⟨
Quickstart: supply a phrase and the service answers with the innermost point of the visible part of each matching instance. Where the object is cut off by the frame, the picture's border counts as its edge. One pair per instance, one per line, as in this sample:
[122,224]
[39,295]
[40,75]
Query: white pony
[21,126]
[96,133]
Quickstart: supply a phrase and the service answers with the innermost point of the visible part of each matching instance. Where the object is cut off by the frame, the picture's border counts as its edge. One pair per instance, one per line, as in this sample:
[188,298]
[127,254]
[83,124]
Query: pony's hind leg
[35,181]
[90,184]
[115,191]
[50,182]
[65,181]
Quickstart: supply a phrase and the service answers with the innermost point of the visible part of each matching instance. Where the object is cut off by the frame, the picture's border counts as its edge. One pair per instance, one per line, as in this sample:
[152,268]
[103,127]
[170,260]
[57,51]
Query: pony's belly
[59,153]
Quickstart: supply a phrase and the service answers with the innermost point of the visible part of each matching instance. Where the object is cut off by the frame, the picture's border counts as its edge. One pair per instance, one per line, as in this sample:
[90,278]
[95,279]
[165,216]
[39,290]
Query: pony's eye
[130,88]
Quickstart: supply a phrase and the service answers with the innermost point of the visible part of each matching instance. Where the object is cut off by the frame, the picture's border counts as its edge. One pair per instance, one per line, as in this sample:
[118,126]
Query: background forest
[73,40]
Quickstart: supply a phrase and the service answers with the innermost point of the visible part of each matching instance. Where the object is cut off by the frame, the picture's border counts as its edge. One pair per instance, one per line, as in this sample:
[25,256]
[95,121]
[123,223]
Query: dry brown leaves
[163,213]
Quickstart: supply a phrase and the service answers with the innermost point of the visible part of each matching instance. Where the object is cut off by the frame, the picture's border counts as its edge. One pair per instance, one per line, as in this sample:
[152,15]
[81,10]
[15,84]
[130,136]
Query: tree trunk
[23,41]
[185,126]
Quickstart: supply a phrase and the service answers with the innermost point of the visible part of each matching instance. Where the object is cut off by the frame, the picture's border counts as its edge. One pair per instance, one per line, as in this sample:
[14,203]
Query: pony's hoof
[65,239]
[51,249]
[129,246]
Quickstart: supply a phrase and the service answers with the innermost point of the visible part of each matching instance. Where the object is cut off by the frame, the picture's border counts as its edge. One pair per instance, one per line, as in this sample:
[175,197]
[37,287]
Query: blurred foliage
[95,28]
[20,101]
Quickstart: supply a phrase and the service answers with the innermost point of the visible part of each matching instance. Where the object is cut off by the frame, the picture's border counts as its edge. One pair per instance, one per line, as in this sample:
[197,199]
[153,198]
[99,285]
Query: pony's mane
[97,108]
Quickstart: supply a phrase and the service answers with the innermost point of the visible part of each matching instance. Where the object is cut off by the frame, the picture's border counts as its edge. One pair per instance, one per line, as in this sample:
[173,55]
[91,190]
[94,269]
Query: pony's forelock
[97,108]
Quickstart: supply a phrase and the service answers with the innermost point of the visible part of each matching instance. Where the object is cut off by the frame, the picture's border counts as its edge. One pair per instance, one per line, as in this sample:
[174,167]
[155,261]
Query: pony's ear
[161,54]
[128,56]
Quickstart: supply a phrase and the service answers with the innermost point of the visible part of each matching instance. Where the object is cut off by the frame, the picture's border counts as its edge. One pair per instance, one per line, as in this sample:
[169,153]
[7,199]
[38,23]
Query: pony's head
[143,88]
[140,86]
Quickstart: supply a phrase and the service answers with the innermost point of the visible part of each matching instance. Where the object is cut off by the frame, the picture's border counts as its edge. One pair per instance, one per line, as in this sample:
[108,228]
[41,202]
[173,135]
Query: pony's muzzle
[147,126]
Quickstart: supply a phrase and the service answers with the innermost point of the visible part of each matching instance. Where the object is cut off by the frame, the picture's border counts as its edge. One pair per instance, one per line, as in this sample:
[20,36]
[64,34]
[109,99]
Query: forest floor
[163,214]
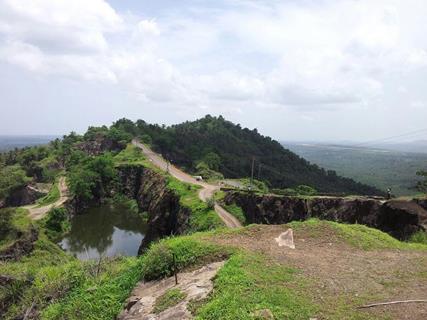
⟩
* _EXERCISE PROMPT_:
Display each line of the records above that contains the string "pony", copied in full. Case counts.

* _WRITTEN REPLY_:
Query: white pony
Query: pony's hind leg
Query: pony's belly
Query: pony's eye
Query: pony's hoof
Query: pony's mane
Query: pony's forelock
Query: pony's ear
Query: pony's head
Query: pony's muzzle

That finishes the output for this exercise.